══ Exercise passage
57 more staff made redundant as buy-out hope for Laura Ashley factories fails

Hopes of a management buy-out at a town's Laura Ashley factories have been dashed.

Laura Ashley's Texplan site in Newtown
Laura Ashley's Texplan site in Newtown

It is understood that another 57 staff at Texplan, the firm's warehouse, and call centre – all based in Newtown – were told on Tuesday that they will be made redundant next month.

Last month 148 staff were made redundant as the firm struggles continued.

In March, the iconic fashion and furnishings company entered administration.

Efforts by Laura Ashley chief executive, Katherine Poulter, to find a financial backer to buy the stock and freehold to the sites, have failed.

She has addressed staff explaining the situation.

Ms Poulter, said: “We have put up an extraordinary fight striving to secure funding for Laura Ashley to re-emerge as a radically transformed but profitable going concern.

“The quality of our robust, turnaround plans have attracted much buyer interest and Welsh government support.

“I tell you this because, while it doesn’t make what I have to share any easier, it shows that our turnaround approach and actions have been logical and rigorous.

“Everyone in our Laura Ashley family has pulled together and delivered everything possible to give our business operations the best chance of continuing as a going concern.

“Time and events have conspired against us.

“It is now increasingly unlikely that we will be able to secure a going concern for retail and manufacturing operations.

“We left absolutely no stone unturned in our quest to save operational heart and soul of the business.”

Ms Poulter joined the firm in February and had wanted to be part of “Bringing Laura back to greatness.”

Newtown East Powys County Councillor, Joy Jones said: “It’s really sad and so hard for the workforce and families, it will have a huge impact on the area.”


In March PwC (PricewaterhouseCoopers) was appointed as Laura Ashley’s administrators.

Joint administrator and PwC partner, Rob Lewis, said: “The news is extremely disappointing and it is with real regret that we have to announce redundancies at what is already a challenging time for individuals dealing with Covid-19 disruption.
════
**Requirement 1:** In the article on the Laura Ashley redundancies, why does Ms Poulter tell staff that the turnaround plans drew buyer interest and Welsh government support?
**Requirement 2:** Rewrite the article on the Laura Ashley redundancies from "In March, the" to "Welsh government support.", changing "furnishings" to "homeware".
══ Recorded data
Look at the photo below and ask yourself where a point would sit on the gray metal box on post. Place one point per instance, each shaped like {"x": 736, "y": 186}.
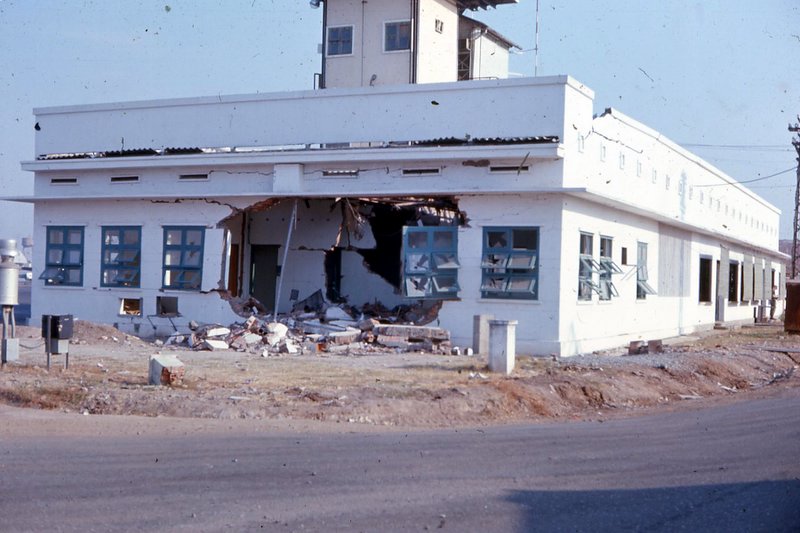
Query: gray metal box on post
{"x": 480, "y": 333}
{"x": 9, "y": 297}
{"x": 57, "y": 330}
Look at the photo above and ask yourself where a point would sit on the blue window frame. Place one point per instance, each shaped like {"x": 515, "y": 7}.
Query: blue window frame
{"x": 64, "y": 256}
{"x": 430, "y": 262}
{"x": 121, "y": 256}
{"x": 340, "y": 41}
{"x": 510, "y": 263}
{"x": 183, "y": 257}
{"x": 397, "y": 36}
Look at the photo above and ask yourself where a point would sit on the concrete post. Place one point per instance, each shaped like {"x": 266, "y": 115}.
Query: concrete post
{"x": 502, "y": 345}
{"x": 480, "y": 334}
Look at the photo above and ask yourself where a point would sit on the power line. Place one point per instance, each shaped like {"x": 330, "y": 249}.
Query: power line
{"x": 762, "y": 178}
{"x": 754, "y": 147}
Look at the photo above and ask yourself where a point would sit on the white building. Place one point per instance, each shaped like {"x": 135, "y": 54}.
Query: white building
{"x": 504, "y": 197}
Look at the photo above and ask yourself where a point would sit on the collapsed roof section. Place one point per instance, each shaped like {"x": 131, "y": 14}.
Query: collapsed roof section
{"x": 474, "y": 5}
{"x": 445, "y": 141}
{"x": 356, "y": 251}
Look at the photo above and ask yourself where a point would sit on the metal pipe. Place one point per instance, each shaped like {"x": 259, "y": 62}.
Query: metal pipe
{"x": 283, "y": 261}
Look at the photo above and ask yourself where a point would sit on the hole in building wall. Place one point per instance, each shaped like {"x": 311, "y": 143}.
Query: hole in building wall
{"x": 130, "y": 306}
{"x": 167, "y": 306}
{"x": 385, "y": 218}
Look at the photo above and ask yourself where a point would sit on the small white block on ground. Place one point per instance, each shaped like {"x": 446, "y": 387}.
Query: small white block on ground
{"x": 213, "y": 344}
{"x": 218, "y": 332}
{"x": 165, "y": 369}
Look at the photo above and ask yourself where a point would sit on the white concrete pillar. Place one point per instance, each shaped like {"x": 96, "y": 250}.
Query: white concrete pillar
{"x": 502, "y": 345}
{"x": 480, "y": 334}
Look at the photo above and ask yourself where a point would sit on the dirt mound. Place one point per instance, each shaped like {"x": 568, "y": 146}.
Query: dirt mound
{"x": 108, "y": 375}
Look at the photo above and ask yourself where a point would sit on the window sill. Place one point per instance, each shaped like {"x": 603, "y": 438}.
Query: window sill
{"x": 509, "y": 301}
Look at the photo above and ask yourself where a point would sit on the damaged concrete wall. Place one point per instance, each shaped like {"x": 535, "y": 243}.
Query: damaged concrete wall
{"x": 315, "y": 233}
{"x": 537, "y": 332}
{"x": 361, "y": 286}
{"x": 101, "y": 304}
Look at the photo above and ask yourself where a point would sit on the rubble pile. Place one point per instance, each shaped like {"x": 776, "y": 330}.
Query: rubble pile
{"x": 330, "y": 328}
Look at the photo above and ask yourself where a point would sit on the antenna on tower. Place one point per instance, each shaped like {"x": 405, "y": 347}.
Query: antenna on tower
{"x": 536, "y": 46}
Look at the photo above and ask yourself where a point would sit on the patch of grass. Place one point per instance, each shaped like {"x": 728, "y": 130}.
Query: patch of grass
{"x": 43, "y": 397}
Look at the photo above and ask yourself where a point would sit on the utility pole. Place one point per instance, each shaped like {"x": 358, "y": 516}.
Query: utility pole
{"x": 796, "y": 227}
{"x": 536, "y": 47}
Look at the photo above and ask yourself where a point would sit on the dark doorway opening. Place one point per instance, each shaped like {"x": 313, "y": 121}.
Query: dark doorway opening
{"x": 264, "y": 273}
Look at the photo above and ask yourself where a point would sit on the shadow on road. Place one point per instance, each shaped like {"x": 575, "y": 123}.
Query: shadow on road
{"x": 758, "y": 506}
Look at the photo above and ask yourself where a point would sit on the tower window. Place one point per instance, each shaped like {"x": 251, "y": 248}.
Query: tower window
{"x": 340, "y": 41}
{"x": 397, "y": 36}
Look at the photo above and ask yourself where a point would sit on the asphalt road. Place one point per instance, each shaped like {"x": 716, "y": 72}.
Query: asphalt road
{"x": 726, "y": 468}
════
**Output 1:** She says it shows that the company's turnaround approach and actions were logical and rigorous, even though it does not make her news any easier to share.

**Output 2:**
In March, the iconic fashion and homeware company entered administration.

Efforts by Laura Ashley chief executive, Katherine Poulter, to find a financial backer to buy the stock and freehold to the sites, have failed.

She has addressed staff explaining the situation.

Ms Poulter, said: “We have put up an extraordinary fight striving to secure funding for Laura Ashley to re-emerge as a radically transformed but profitable going concern.

“The quality of our robust, turnaround plans have attracted much buyer interest and Welsh government support.